* Estratto:
-=-=-

Ugo Foscolo Ultimo Viandante Antico del "Nervia".
La lettera che Ugo Foscolo attribuì a Jacopo Ortis, infelice protagonista del suo omonimo romanzo, non è fatto solo letterario ma nasce da un'esperienza autobiografica.
La lettera, del 19-20/II/1799, venne ideata sulla base di 2 viaggi foscoliani per le contrade liguri.
Uno avvenne nel giugno 1800 (Genova-Pietra Ligure-Nizza Monferrato-Alessandria) mentre quello che gli fece conoscere Ventimiglia si era svolto nel dicembre 1799 (Genova-Ventimiglia-Nizza): questo ultimo (causato da un grave momento politico, essendo GENOVA provvisoriamente caduta nelle mani delle forze antirivoluzionarie ostili alla Francia, e dalla conseguente fuga di tutti i filofrancesi e filonapoleonici alla difesa di Genova tra cui, assieme allo sfinito fratello Giovanni Dioniso, anche UGO FOSCOLO, che pure aveva avuto "tempo e voglia" di intrecciare una relazione amorosa e poetica con la nobile genovese LUIGIA PALLAVICINI) influenzò la stesura del romanzo, che essendo del 1802 risultò contaminato dall' esperienza del soggiorno foscoliano del 1800 a Pietra Ligure.
Nella lettera il Foscolo descrive un ambiente invernale: le piogge di fine '99 e dei primi mesi del nuovo secolo, con fenomeni alluvionali, sono fotografati nel quadro ambientale di Ventimiglia e terre circonvicine.

-=-=-

* Voci elencate:
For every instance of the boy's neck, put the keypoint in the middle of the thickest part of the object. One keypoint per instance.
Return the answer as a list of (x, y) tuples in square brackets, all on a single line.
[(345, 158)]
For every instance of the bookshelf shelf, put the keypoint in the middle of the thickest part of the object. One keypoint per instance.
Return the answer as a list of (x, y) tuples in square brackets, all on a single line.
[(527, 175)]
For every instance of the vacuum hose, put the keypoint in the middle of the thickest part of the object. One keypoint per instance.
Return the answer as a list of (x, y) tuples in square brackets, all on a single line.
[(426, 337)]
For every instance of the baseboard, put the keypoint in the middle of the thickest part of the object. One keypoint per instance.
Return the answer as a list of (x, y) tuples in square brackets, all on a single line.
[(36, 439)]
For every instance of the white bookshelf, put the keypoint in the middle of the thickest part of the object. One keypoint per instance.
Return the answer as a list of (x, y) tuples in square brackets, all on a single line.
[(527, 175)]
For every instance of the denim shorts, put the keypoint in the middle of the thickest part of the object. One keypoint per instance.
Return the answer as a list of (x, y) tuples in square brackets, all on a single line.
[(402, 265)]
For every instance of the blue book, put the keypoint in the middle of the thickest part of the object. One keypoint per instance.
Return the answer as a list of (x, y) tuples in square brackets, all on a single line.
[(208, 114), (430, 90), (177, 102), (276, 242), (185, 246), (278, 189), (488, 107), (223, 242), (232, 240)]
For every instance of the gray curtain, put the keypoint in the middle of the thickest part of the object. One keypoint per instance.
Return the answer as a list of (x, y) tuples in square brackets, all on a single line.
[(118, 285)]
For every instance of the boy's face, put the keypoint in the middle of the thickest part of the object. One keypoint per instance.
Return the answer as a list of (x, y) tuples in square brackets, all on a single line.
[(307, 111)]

-=-=-

* Istruzioni:
**A)** Come si traduce in inglese questa frase del brano su Foscolo: «Nella lettera il Foscolo descrive un ambiente invernale: le piogge di fine '99 e dei primi mesi del nuovo secolo, con fenomeni alluvionali, sono fotografati nel quadro ambientale di Ventimiglia e terre circonvicine.»?
**B)** Riprendi il brano su Foscolo e Ventimiglia subito dopo la sua ultima frase e prosegui il discorso.

* Risultati dell'esercizio:
**A)** In the letter, Foscolo describes a winter setting: the rains of late '99 and of the first months of the new century, with flooding, are captured in the environmental picture of Ventimiglia and the surrounding lands.

**B)**
Dall'altura delle Maure egli contemplò le acque in piena del Roia, quindi raggiunse il ponte rinascimentale e da una rotonda all'inizio di questo, che tuttora esiste a fianco Sud dell' attuale ponte stradale e pedonale, egli contemplò, come oggi stesso risulta possibile, "i due argini di altissime rupi e burroni cavernosi" che rimandano alle "Gole di Saorgio". A Siestro ed alle Maure egli era giunto per sentieri di altura perché al suo Ortis fa parlare di un viaggio verso Ventimiglia "fra aspre montagne": dice anche che su quei monti sono "molte croci che segnano il sito dei viandanti assassinati": tale preromantica espressione non corriponde al vero sia perché non era consuetudine ligure di seppellire in tal modo sia per il fatto che nessun notaio ha mai registrato nulla di simile neppure in circostanze eccezionali.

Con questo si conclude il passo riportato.